BRIEF: Below are some records; reproduce every one of them exactly.

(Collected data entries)

◇ ◇ ◇ ◇

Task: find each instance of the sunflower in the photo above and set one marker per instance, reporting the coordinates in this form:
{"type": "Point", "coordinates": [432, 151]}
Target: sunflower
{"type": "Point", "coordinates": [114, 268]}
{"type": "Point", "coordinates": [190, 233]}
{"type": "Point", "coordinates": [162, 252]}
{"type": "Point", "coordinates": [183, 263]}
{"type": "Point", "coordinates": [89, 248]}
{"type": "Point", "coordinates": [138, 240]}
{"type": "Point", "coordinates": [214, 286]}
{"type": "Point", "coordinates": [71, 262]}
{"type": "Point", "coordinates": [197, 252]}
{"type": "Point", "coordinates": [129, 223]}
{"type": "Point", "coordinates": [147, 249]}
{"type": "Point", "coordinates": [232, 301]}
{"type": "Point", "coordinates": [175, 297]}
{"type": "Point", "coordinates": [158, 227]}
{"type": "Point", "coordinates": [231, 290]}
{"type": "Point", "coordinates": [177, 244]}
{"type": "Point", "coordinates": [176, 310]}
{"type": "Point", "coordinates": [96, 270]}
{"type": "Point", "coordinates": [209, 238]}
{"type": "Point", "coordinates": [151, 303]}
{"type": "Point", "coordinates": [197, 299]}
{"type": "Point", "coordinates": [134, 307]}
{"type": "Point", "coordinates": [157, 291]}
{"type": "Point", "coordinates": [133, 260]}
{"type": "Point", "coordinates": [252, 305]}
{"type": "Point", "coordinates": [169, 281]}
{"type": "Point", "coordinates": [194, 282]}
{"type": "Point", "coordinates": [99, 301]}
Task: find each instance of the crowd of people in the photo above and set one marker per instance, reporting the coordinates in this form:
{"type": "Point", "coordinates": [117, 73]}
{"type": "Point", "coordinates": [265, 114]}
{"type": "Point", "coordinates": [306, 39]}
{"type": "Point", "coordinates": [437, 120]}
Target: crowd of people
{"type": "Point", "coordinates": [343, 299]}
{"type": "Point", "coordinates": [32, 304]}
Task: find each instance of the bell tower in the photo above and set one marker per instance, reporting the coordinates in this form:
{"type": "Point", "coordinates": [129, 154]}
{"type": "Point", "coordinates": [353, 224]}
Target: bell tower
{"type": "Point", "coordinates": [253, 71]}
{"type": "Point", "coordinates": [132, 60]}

◇ ◇ ◇ ◇

ANSWER BOX:
Task: find each instance of the sunflower in the photo above and set one marker per instance, reporting the coordinates in this form:
{"type": "Point", "coordinates": [432, 151]}
Target: sunflower
{"type": "Point", "coordinates": [114, 268]}
{"type": "Point", "coordinates": [190, 233]}
{"type": "Point", "coordinates": [162, 252]}
{"type": "Point", "coordinates": [183, 263]}
{"type": "Point", "coordinates": [89, 248]}
{"type": "Point", "coordinates": [138, 240]}
{"type": "Point", "coordinates": [214, 286]}
{"type": "Point", "coordinates": [71, 262]}
{"type": "Point", "coordinates": [197, 252]}
{"type": "Point", "coordinates": [129, 223]}
{"type": "Point", "coordinates": [147, 249]}
{"type": "Point", "coordinates": [232, 301]}
{"type": "Point", "coordinates": [175, 297]}
{"type": "Point", "coordinates": [158, 227]}
{"type": "Point", "coordinates": [231, 290]}
{"type": "Point", "coordinates": [177, 244]}
{"type": "Point", "coordinates": [176, 310]}
{"type": "Point", "coordinates": [96, 270]}
{"type": "Point", "coordinates": [209, 238]}
{"type": "Point", "coordinates": [151, 303]}
{"type": "Point", "coordinates": [197, 299]}
{"type": "Point", "coordinates": [134, 307]}
{"type": "Point", "coordinates": [157, 291]}
{"type": "Point", "coordinates": [133, 260]}
{"type": "Point", "coordinates": [252, 305]}
{"type": "Point", "coordinates": [169, 281]}
{"type": "Point", "coordinates": [194, 282]}
{"type": "Point", "coordinates": [99, 301]}
Task: find each instance of the crowd of people in the photo above and set one marker per instance, reporting the coordinates in this form:
{"type": "Point", "coordinates": [117, 73]}
{"type": "Point", "coordinates": [265, 114]}
{"type": "Point", "coordinates": [306, 39]}
{"type": "Point", "coordinates": [437, 120]}
Target: crowd of people
{"type": "Point", "coordinates": [343, 299]}
{"type": "Point", "coordinates": [32, 304]}
Task: find each instance of the bell tower in the photo above and set one marker per instance, reporting the coordinates in this form:
{"type": "Point", "coordinates": [129, 154]}
{"type": "Point", "coordinates": [353, 224]}
Target: bell tower
{"type": "Point", "coordinates": [253, 71]}
{"type": "Point", "coordinates": [132, 60]}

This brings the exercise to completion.